**** SUPPLIED MATERIAL
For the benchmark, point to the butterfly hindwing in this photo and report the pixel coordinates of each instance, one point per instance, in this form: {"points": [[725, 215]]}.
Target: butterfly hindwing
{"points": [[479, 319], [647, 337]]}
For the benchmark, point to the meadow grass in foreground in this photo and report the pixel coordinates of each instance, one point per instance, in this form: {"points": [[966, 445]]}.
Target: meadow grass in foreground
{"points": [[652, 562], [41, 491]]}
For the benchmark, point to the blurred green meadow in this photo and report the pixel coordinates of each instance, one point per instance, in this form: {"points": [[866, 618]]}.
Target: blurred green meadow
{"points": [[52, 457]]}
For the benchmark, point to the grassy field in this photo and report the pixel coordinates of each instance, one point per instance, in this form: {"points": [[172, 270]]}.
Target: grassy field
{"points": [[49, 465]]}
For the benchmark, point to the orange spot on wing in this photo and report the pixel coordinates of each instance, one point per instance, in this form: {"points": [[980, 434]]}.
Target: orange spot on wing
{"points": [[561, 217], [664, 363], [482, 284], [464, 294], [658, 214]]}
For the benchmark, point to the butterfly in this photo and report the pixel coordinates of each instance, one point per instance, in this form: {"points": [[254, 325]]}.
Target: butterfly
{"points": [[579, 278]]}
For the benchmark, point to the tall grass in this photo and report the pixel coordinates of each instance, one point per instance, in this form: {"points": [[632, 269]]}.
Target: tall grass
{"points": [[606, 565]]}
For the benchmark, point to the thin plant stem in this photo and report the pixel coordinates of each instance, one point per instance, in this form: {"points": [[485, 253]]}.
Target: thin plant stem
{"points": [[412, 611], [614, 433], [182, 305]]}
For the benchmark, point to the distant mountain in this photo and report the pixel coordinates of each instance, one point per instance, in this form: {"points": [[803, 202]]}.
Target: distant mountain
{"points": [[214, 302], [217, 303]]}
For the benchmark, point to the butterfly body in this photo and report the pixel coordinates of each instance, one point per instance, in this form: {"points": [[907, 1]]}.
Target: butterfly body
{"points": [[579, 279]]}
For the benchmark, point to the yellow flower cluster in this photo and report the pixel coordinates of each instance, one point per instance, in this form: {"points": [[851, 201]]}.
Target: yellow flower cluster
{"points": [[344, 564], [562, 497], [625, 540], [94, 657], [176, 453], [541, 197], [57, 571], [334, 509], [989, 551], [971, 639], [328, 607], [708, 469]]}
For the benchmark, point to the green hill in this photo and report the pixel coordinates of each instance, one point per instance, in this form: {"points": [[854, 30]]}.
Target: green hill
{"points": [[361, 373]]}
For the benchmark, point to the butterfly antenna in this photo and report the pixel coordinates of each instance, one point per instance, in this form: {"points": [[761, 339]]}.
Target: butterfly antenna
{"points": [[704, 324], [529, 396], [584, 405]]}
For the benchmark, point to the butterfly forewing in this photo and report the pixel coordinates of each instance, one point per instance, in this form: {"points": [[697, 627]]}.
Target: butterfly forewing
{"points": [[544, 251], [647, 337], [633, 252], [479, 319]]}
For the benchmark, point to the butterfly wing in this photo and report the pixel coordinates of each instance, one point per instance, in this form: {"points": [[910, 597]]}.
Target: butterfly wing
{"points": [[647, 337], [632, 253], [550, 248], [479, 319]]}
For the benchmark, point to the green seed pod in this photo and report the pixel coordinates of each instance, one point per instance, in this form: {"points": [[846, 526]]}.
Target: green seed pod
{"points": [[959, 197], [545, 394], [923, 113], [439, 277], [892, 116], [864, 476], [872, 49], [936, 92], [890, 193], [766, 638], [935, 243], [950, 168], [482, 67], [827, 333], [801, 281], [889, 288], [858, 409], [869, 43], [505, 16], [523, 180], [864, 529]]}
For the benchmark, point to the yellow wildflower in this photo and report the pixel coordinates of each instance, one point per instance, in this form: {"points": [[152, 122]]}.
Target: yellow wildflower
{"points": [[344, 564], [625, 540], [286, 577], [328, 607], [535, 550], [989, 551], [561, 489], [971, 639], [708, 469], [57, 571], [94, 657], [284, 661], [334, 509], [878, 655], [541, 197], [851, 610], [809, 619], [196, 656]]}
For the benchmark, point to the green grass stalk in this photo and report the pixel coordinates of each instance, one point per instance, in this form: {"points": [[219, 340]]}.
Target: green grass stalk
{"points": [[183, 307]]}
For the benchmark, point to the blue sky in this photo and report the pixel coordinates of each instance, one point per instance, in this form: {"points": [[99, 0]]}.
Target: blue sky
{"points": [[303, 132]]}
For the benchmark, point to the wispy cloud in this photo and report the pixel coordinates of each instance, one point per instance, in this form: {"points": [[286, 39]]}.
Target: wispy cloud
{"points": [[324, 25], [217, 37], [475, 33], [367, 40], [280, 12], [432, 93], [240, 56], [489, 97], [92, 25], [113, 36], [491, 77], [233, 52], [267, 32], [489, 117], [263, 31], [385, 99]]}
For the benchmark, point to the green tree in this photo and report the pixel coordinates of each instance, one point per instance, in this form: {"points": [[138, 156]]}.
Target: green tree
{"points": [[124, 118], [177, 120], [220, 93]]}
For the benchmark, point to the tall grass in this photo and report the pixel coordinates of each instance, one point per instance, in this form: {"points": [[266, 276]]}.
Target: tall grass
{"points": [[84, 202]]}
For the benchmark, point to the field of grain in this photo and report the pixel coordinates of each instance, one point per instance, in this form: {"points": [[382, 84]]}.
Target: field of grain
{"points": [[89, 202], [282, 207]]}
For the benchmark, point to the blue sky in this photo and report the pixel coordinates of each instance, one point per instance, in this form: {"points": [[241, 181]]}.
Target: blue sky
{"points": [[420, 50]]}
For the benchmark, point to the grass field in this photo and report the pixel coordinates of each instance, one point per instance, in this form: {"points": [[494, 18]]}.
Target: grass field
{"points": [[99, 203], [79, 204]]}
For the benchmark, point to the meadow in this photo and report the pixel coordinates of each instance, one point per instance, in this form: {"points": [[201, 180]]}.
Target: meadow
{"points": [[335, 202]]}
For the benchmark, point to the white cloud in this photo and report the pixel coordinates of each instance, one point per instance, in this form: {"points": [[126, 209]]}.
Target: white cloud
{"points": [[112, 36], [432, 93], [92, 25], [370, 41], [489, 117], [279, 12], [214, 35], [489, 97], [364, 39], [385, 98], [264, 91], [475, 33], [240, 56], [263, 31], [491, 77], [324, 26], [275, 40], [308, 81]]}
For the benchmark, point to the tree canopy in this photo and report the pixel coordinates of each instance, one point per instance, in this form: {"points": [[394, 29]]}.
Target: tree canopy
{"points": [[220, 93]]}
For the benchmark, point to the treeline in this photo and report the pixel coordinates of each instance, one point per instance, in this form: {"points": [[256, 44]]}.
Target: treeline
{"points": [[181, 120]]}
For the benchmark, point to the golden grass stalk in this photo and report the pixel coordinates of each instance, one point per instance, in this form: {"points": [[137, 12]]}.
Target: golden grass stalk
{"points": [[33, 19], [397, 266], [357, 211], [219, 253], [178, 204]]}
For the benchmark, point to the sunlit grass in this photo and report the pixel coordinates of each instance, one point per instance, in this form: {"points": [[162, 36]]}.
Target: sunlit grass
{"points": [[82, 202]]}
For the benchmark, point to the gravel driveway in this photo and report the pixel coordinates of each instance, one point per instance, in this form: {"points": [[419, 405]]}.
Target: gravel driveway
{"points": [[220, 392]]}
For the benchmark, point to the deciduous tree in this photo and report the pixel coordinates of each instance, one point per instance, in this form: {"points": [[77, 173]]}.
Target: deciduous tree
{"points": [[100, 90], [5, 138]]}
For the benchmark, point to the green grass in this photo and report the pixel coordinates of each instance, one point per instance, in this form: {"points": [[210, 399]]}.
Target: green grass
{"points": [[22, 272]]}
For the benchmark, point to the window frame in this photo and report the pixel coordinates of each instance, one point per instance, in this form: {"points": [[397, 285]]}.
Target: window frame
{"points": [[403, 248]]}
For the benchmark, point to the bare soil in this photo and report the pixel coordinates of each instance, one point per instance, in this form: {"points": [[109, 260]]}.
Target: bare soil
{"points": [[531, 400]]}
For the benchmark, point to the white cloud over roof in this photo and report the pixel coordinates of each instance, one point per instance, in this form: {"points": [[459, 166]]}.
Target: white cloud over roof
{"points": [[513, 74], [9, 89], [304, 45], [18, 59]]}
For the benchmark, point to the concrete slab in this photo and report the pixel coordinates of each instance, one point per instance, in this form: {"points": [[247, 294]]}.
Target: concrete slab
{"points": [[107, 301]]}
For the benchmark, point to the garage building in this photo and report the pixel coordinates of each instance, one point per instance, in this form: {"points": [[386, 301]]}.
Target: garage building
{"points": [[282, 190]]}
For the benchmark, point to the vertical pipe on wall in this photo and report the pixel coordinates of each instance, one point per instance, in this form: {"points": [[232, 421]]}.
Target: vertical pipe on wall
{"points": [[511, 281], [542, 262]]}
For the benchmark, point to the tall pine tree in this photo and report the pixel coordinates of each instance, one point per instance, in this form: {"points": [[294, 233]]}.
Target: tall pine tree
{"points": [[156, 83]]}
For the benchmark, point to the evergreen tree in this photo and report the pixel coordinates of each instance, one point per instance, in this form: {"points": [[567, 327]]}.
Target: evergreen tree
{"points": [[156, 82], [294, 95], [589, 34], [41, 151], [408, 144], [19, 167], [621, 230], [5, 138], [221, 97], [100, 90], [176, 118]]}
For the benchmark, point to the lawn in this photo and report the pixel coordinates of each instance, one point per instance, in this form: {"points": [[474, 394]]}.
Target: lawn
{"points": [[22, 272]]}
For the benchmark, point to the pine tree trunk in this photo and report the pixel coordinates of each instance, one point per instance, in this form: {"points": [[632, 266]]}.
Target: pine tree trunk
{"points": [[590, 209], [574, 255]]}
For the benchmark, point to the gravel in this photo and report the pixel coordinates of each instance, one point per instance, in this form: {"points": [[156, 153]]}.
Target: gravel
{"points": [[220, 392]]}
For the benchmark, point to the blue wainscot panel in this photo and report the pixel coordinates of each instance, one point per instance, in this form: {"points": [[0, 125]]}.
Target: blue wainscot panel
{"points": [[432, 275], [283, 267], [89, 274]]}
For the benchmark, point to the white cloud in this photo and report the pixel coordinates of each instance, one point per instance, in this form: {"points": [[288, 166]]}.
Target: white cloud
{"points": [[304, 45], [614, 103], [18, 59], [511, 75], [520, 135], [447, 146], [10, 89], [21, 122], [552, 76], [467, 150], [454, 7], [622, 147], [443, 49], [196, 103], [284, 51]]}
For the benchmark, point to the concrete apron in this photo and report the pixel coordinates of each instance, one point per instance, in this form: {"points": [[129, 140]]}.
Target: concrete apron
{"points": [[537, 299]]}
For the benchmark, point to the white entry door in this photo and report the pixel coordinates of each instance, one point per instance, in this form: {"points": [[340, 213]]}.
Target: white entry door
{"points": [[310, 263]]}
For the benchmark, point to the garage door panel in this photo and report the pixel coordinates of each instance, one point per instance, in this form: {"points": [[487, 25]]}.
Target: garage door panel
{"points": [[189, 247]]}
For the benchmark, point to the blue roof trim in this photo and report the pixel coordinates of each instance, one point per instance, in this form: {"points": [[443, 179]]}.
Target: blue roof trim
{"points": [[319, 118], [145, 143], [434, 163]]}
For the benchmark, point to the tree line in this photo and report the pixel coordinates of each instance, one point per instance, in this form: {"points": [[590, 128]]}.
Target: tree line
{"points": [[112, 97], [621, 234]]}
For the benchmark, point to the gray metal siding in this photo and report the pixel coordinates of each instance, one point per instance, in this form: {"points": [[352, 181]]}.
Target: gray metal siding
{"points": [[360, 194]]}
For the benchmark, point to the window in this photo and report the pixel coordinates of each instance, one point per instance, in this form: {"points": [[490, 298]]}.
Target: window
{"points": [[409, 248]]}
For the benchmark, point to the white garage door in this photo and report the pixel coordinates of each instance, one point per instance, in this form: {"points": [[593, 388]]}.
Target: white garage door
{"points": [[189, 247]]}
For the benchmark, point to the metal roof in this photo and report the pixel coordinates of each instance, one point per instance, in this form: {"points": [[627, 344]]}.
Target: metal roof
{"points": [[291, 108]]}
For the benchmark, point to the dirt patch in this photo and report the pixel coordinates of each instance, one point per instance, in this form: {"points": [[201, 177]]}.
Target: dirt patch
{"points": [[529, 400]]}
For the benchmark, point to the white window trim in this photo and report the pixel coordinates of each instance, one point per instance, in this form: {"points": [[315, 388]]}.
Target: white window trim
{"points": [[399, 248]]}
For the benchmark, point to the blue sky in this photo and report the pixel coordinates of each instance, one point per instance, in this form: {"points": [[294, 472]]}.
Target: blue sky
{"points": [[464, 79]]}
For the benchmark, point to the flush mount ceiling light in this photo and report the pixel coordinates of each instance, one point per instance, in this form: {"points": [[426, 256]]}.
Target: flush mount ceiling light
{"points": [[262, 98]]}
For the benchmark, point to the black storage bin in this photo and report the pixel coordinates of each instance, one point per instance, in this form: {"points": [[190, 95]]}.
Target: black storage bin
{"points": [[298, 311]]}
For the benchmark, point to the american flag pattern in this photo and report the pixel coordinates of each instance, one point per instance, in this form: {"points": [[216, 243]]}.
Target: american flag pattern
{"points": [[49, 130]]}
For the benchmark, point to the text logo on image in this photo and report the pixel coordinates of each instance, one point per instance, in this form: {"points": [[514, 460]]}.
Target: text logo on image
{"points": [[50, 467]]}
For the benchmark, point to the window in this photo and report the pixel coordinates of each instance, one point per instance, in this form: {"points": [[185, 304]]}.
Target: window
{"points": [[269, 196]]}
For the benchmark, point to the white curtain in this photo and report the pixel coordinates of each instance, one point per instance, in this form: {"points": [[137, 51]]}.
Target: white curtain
********
## WORK TO DO
Find the line with "For the benchmark, point to the dirt" in the listing above, then write out that line and each remaining line exactly, with no other text.

## RESPONSE TO THE TASK
For the benchmark, point to the dirt patch in this photo and report the pixel coordinates of each instance, one point per instance, in this form: {"points": [[201, 177]]}.
Target: dirt patch
{"points": [[529, 400]]}
For the benchmark, point to the white window trim in this photo and report the pixel coordinates of each instance, one point per instance, in this form: {"points": [[315, 388]]}.
Target: white window trim
{"points": [[399, 248]]}
For the benchmark, point to the blue sky in this photo and report the pixel coordinates of each instance, one point per instance, in this form: {"points": [[294, 472]]}.
Target: blue sky
{"points": [[464, 79]]}
For the benchmark, point to the flush mount ceiling light in this photo and report the pixel coordinates of each instance, one point per instance, in this form: {"points": [[426, 256]]}.
Target: flush mount ceiling light
{"points": [[262, 98]]}
For the benchmark, point to the black storage bin in this photo and report the pixel coordinates of each instance, one point per instance, in this form: {"points": [[190, 95]]}.
Target: black storage bin
{"points": [[298, 311]]}
For the benchmark, point to the american flag pattern in this photo and report the pixel coordinates of each instance, one point per instance, in this form: {"points": [[216, 243]]}.
Target: american flag pattern
{"points": [[49, 130]]}
For the benchmark, point to the text logo on image in this photo and report the pixel coordinates of each instance, one point per instance, in this form: {"points": [[514, 460]]}.
Target: text logo on image
{"points": [[50, 467]]}
For the benchmark, point to the window in this photo and report the pixel coordinates of each instance, one point per instance, in this form: {"points": [[185, 304]]}.
Target: window
{"points": [[269, 196]]}
For the benchmark, point to the white curtain in this photo and report the pixel coordinates of each instance, one point per instance, in this form: {"points": [[137, 51]]}.
Target: white curtain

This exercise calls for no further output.